> DESCRIPTION OF THE TASK
Copy the data below word for word, and leave the pictures out of your answer.

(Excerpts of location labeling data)
+-------+

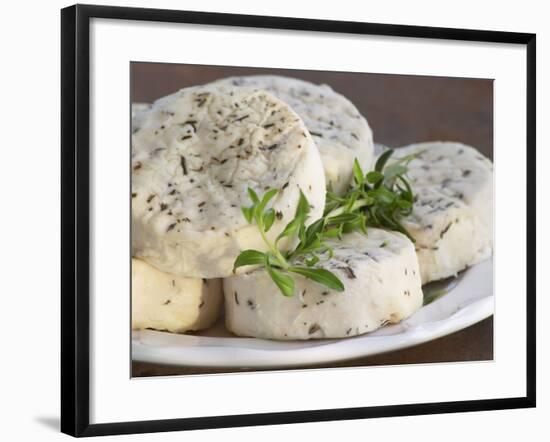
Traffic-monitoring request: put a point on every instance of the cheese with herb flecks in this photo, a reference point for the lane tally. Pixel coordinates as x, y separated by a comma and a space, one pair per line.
194, 154
162, 301
339, 130
452, 220
382, 285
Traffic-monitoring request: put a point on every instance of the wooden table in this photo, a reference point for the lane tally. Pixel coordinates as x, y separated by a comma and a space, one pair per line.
401, 110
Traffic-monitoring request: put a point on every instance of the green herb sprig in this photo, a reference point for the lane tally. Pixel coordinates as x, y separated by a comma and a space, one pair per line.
380, 198
301, 259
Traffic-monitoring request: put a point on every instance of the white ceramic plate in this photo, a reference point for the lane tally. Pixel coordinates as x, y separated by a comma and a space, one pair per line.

+-------+

> TASK SOLUTION
Traffic-monitoring request: put a point on every instance of the cheese with herb flecks in this photo, a reference point for the lane tally. Pixel coordinates as x, y separated by a comma and a space, one pair per line.
194, 154
162, 301
339, 130
452, 220
382, 285
Traffic-monitoring request: put a point on every instance of the wooden table in this photo, a reference point for the lane tally. Pixel coordinates as x, y separated by a comma and a space, one pair per line.
401, 110
Traffic-monitoring request: put a point on every instance of the green herb sprig in this photo, a reference point for the lane tally. Pixel coordinates as x, y separated by a comma and a space, one pair per line.
380, 198
301, 259
Traffic-monitoring request: put a point on every instance of the white ceramic plate in this photo, a reference point for the lane tally. Pixel coordinates as x, y separated by a comma and a space, one pair per line.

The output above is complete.